WHAT NEEDS TO BE DONE:
Reproduce the lines below with every "clicks" switched to "points" and everything else left as it is. Leave the pictures out of your answer.

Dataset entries
☆ ☆ ☆ ☆

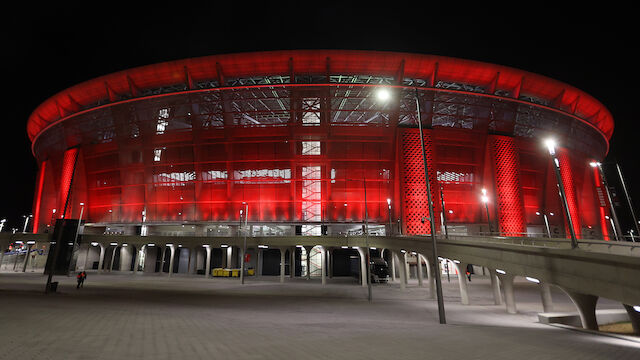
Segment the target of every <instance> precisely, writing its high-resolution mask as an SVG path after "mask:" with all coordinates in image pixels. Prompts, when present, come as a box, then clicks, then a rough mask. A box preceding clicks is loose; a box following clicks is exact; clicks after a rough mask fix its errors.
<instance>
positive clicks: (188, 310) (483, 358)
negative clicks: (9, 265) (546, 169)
mask: <svg viewBox="0 0 640 360" xmlns="http://www.w3.org/2000/svg"><path fill="white" fill-rule="evenodd" d="M278 280H279V278H278V277H262V278H259V279H256V278H253V277H251V278H249V279H248V280H247V282H246V284H245V285H241V284H240V283H239V280H238V279H220V278H215V279H205V278H204V277H200V276H198V277H195V276H184V275H174V276H173V277H171V278H169V277H167V276H166V275H158V274H149V275H135V276H134V275H129V274H106V275H97V274H94V273H89V274H88V278H87V281H86V283H85V286H84V288H81V289H76V287H75V279H74V278H73V277H64V276H56V277H54V281H59V283H60V285H59V289H58V293H54V294H44V284H45V282H46V277H45V276H43V275H41V274H35V273H31V274H30V273H26V274H22V273H7V272H3V273H0V359H226V358H233V359H285V358H291V359H367V360H371V359H409V358H412V359H417V358H422V359H442V358H445V357H446V358H452V359H455V358H464V359H636V360H637V359H640V342H634V341H629V340H624V339H620V338H616V337H611V336H605V335H598V334H591V333H586V332H582V331H576V330H569V329H566V328H559V327H555V326H550V325H544V324H540V323H538V322H537V313H538V312H540V311H542V305H541V303H540V296H539V292H538V288H537V285H536V284H533V283H530V282H526V281H517V282H516V284H515V286H516V301H517V304H518V314H515V315H510V314H507V313H506V311H505V306H504V305H494V304H493V298H492V293H491V289H490V286H489V279H488V278H485V277H482V276H474V277H473V278H472V281H471V283H470V284H469V295H470V298H471V305H468V306H465V305H461V304H460V296H459V290H458V284H457V279H456V278H455V277H453V278H452V279H451V282H447V279H446V276H445V277H443V290H444V300H445V308H446V315H447V325H440V324H439V323H438V310H437V303H436V301H435V300H430V299H427V298H428V288H426V287H422V288H421V287H418V286H417V283H416V281H415V280H413V281H411V282H410V284H409V286H408V287H407V289H405V290H404V291H403V290H401V289H400V287H399V284H398V283H397V282H396V283H390V284H376V285H374V286H373V301H372V302H371V303H369V302H368V301H367V288H366V287H362V286H360V285H358V284H356V282H355V280H354V279H351V278H340V279H338V278H334V279H328V284H327V285H326V286H322V285H321V284H320V280H319V279H312V280H311V281H307V280H305V279H289V278H287V279H286V282H285V283H284V284H280V283H279V282H278ZM425 285H426V282H425ZM552 295H553V299H554V305H555V310H556V311H572V312H575V307H574V306H573V305H572V304H571V302H570V300H569V299H568V297H566V295H564V294H563V293H562V292H561V291H560V290H558V289H555V288H553V289H552ZM605 308H616V309H617V308H622V306H621V305H620V304H618V303H615V302H609V301H606V300H605V299H601V301H599V304H598V309H605Z"/></svg>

☆ ☆ ☆ ☆

ANSWER BELOW:
Segment the target of every <instance> precisely, writing its high-resolution mask as an SVG path after "mask:" with all coordinates in image pixels. Prompts, when present, come as a box, then points, then a rough mask. A box preceding points is loose; a box following points is exact; points after a rough mask fix its errors.
<instance>
positive points: (188, 310) (483, 358)
negative points: (9, 265) (546, 169)
mask: <svg viewBox="0 0 640 360" xmlns="http://www.w3.org/2000/svg"><path fill="white" fill-rule="evenodd" d="M278 280H279V278H278V277H262V278H259V279H256V278H253V277H251V278H249V279H248V280H247V282H246V284H245V285H241V284H240V283H239V280H238V279H220V278H215V279H205V278H204V277H200V276H198V277H195V276H184V275H174V276H173V277H171V278H169V277H167V276H166V275H158V274H149V275H135V276H134V275H129V274H106V275H97V274H94V273H89V274H88V278H87V281H86V283H85V286H84V288H81V289H76V287H75V279H74V278H73V277H64V276H56V277H54V281H59V283H60V285H59V289H58V293H54V294H44V284H45V282H46V277H45V276H43V275H41V274H35V273H31V274H30V273H26V274H22V273H7V272H3V273H0V359H226V358H233V359H285V358H291V359H367V360H371V359H409V358H412V359H417V358H422V359H442V358H445V357H446V358H452V359H455V358H464V359H636V360H637V359H640V342H634V341H629V340H624V339H620V338H616V337H611V336H605V335H598V334H591V333H586V332H582V331H576V330H569V329H566V328H559V327H555V326H550V325H544V324H540V323H538V322H537V313H538V312H540V311H542V305H541V303H540V296H539V292H538V288H537V285H536V284H533V283H530V282H526V281H517V282H516V284H515V286H516V301H517V304H518V314H515V315H510V314H507V313H506V311H505V306H504V305H494V304H493V298H492V293H491V289H490V286H489V279H488V278H485V277H482V276H474V277H473V278H472V281H471V283H470V284H469V295H470V298H471V305H468V306H465V305H461V304H460V296H459V290H458V284H457V279H456V278H455V277H453V278H452V279H451V282H447V279H446V276H445V277H443V290H444V300H445V308H446V315H447V325H440V324H439V323H438V310H437V303H436V301H435V300H430V299H427V298H428V288H426V287H422V288H421V287H418V286H417V283H416V281H415V280H413V281H411V282H410V284H409V286H408V287H407V289H405V290H404V291H403V290H401V289H400V287H399V284H398V283H397V282H396V283H390V284H376V285H374V286H373V301H372V302H371V303H369V302H368V301H367V288H366V287H362V286H360V285H358V284H356V282H355V280H354V279H351V278H340V279H338V278H334V279H328V284H327V285H326V286H322V285H321V284H320V280H319V279H312V280H311V281H307V280H305V279H289V278H287V279H286V282H285V283H284V284H280V283H279V282H278ZM425 285H426V282H425ZM552 295H553V299H554V305H555V310H556V311H572V312H575V307H574V306H573V305H572V304H571V302H570V300H569V299H568V297H566V295H564V294H563V293H562V292H561V291H560V290H558V289H555V288H553V289H552ZM605 308H616V309H617V308H622V306H621V305H620V304H618V303H615V302H609V301H606V300H605V299H601V301H599V304H598V309H605Z"/></svg>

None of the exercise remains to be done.